- [Exercise requirements]:
Copy every line of the listing below word for word, leaving out the pictures.

## BEGIN Supplied data

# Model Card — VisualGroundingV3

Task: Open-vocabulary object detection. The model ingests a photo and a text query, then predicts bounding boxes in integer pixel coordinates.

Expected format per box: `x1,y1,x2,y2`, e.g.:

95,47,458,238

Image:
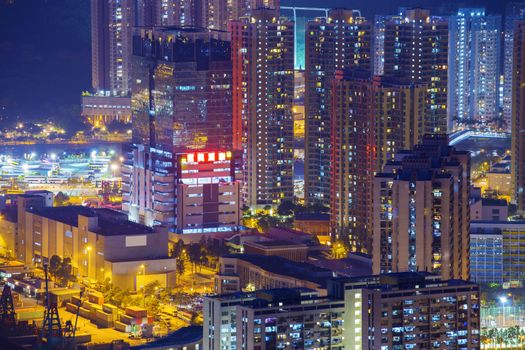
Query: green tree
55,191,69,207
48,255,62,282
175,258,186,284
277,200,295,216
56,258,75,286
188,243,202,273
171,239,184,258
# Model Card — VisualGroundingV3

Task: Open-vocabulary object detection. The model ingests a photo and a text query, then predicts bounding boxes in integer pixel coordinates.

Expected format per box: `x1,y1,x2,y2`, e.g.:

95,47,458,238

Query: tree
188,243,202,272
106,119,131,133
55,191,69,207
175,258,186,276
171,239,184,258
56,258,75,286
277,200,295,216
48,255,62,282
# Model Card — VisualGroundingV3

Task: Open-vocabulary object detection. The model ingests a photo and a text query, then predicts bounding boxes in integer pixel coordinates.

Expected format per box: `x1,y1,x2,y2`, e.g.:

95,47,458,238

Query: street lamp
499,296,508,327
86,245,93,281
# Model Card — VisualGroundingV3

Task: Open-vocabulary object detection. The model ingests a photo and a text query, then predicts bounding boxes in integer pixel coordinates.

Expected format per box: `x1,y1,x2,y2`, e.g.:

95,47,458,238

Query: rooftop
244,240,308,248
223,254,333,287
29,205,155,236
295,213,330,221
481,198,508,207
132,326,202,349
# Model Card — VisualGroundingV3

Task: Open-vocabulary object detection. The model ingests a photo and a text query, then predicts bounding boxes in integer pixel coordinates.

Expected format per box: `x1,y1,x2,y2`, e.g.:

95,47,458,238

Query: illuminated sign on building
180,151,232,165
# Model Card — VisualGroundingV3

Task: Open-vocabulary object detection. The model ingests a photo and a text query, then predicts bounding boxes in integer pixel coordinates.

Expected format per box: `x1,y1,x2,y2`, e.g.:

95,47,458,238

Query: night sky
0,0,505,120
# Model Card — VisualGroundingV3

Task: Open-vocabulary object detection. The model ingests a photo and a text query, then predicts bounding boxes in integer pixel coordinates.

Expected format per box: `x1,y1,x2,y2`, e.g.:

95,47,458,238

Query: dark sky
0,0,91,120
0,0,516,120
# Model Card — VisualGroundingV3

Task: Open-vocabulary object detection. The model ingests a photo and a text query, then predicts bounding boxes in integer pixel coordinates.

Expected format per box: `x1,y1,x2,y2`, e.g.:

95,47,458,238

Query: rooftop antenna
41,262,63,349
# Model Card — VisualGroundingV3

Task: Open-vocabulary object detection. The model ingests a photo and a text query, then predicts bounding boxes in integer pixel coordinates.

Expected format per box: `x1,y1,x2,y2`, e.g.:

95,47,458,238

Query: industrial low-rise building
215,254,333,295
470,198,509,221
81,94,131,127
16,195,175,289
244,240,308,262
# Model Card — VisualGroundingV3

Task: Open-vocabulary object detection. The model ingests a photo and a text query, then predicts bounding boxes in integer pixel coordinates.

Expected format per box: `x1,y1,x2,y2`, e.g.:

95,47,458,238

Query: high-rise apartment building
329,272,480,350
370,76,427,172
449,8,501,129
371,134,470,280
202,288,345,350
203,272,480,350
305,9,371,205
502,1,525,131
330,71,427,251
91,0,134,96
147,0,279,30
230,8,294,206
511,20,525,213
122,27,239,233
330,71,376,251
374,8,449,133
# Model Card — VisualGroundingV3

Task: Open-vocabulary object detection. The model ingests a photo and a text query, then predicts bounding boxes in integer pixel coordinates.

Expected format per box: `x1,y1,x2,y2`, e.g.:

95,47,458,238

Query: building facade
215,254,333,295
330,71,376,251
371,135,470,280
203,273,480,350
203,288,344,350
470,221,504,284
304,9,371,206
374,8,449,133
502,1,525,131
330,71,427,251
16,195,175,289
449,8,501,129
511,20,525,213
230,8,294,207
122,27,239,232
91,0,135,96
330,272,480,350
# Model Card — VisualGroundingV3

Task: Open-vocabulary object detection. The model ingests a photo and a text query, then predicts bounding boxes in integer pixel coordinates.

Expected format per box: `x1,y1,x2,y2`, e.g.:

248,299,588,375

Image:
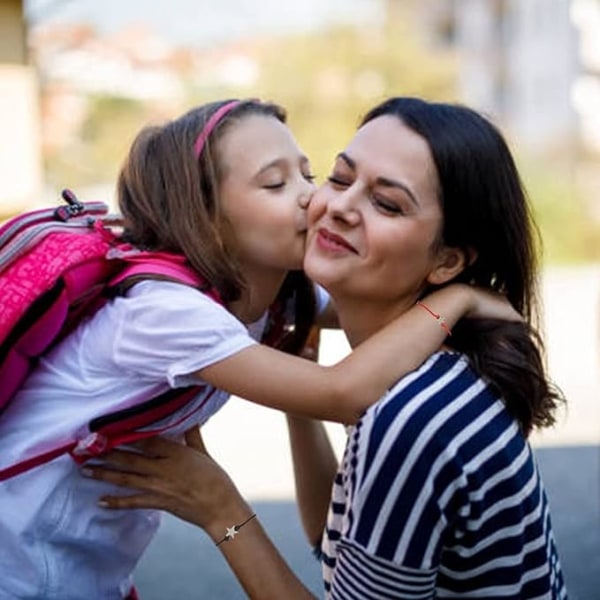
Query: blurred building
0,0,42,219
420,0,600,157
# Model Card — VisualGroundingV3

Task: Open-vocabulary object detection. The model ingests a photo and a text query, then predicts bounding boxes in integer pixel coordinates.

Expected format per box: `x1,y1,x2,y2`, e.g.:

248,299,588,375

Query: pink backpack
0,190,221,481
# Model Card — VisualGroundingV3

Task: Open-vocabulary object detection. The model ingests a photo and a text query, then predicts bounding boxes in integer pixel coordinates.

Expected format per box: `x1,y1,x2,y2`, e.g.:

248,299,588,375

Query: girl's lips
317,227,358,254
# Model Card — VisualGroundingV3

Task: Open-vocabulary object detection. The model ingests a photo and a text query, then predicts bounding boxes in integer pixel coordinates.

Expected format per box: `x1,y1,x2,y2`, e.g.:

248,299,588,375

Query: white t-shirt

## END Supplied data

- [Result]:
# Model Card — VisualGroundingV3

Task: Open-vocabulary object detection. The model ingests a photo and a text query, then predicts bounding boxes in integer pixel coordinates.

Expected format per box: `x1,y1,x2,y2`, e.g.:

95,47,458,238

Image:
Query: green tree
55,191,69,207
48,255,62,282
175,258,186,284
277,200,295,216
56,258,75,286
188,243,202,273
171,239,184,258
# Model Card — VisualGroundingV3

Task: Open-vocabulary object detection. The model ingests a photo and a text query, then predicts bounding boxes in integer pixel coordinates.

Expected format per box: `x1,y1,x2,y2`, e.g.:

95,47,458,238

Query: tree
188,243,202,272
106,119,131,133
55,191,69,207
175,258,186,276
171,239,184,258
56,258,75,286
277,200,295,216
48,255,62,282
# Model Card — VisualGroundingV3

Task: Open-vocabulary object detection. The model ingests a photo and a text query, then predicts bounding boxes in integer pixel coordinates.

Expected format per box: `x1,y1,x2,y2`, e.g.:

95,47,458,238

Query: street lamp
499,296,508,327
86,245,93,281
# Model Card — VisualGroundingV3

Task: Open-vocabulary object detection. The model ingests a photo and a text query, then predicts bounding boxes in integer pixel coordinates.

Expected format per box: `x1,y1,x2,y2`, e.g.:

95,47,458,238

Query: rooftop
244,240,308,248
223,254,333,287
29,205,155,236
295,213,330,221
481,198,508,207
132,326,202,349
# Model Card — VisualGroundingV3

Task: Open-vocabulary object detection. The model ingests a photo and a text query, then predicts bounding boxes in integer pixel coordinates.

Expected format per box: `x1,y1,x2,y2`, e.g.:

95,47,458,238

Query: illuminated sign on building
180,151,232,165
# Model Card — VisualGroundingV3

Task: Open-vocabulary object detection. The model ingests a photo and a text query, then predicts bounding boxes in integer pixel coordinates.

Expected format per box: `x1,y1,x2,y2`, e.g.:

95,47,458,238

Query: night sky
0,0,505,120
# Model Card — VisualGroundingV3

Task: Open-vocabulary object detection. The model ingests a photo and a text query, then predicts bounding boxes in integer pixel coordinates.

Expected format per box: `x1,y1,x2,y2`, e.g.:

95,47,458,238

Query: dark sky
0,0,91,120
0,0,516,120
# Model Card — VisualGroundingV3

Task: Open-vocabulary object detection. The model ingests a photo and a text query, then predicts bounding boxes in integer pixel coordinates.

Expected format per box: `x1,y1,x2,y2`, e.g.:

95,47,458,238

Query: rooftop antenna
41,262,63,349
# Model Card — VisualGroundingV3

Task: Open-vocabulary object detection. The model ingests a photo and a text query, then predicts bounding boxes in integer pixel coordinates.

Expected format per box: `x1,y1,x2,y2`, e.g.:

95,47,458,238

Query: industrial low-rise building
215,254,333,295
470,198,509,221
81,94,131,127
16,195,175,289
244,240,308,262
# Model Card — VisualGroundingV3

Task: Open-vocabulary object detection. The model ingests a photo and a text query, then predicts bounding boxes in integer pixel coordinates.

Expected format per box: `x1,y1,x2,y2`, e.g.:

95,47,458,238

Query: high-rise apartment building
329,272,480,350
370,76,427,172
449,8,501,129
371,134,470,280
202,288,345,350
203,272,480,350
305,9,371,205
502,1,525,131
330,71,427,251
91,0,134,96
147,0,279,30
230,8,294,206
511,20,525,213
122,27,239,233
330,71,376,251
374,8,449,133
# Model Card — VisualGroundingV3

Task: Open-vocabulary object detection. The model ingests a photo and a text query, then predicts bounding boxes in integer pixel coordinates.

Expected format per box: `x1,y1,x2,y2`, e.g.:

95,47,458,238

Query: building facade
215,254,333,295
330,71,376,251
371,135,470,280
203,273,480,350
203,288,344,350
470,221,504,284
304,9,371,206
374,8,449,133
502,1,525,131
330,71,427,251
16,195,175,289
449,8,501,129
511,20,525,213
230,8,294,207
122,27,239,232
91,0,135,96
330,272,480,350
# Model Card — VisualGroundingV3

Task: Open-vocabulary object detection. The model ingests a photo and a text query, then predicts bounding boxes in integer pixel coordinates.

Expected format per box: `x1,y1,x2,y2`, e.g.:

248,299,588,375

Image:
Query: blurred building
0,0,42,219
420,0,600,157
# Model Card — VisualGroundingV3

Task: Open-vocabulary object detection. The model ingests a photo and a text query, then predicts bounding boxes in integer pixel coordinates.

Expected format per box: `x1,y1,x2,y2`, e.g.:

248,299,588,375

Query: pink backpack
0,190,221,481
# Model Card — VisualGroundingV3

Task: Open-vocabulary object detection. The model ingests a photo and a text query, then predicts bounding boxes in integer pixel coordinates.

Expected format per box: `x1,y1,x2,y2`, e.g.:

248,299,588,375

Query: girl's lips
317,227,358,254
# Model Card — VisualGroundingV3

Task: Open-vocabulary object detection. The model ingests a photo and a text query, then predicts bounding boxes in integer pixel coordinates.

Expected format per box: `x1,y1,x2,y2`, e.g.:

248,299,588,375

Query: white t-shirt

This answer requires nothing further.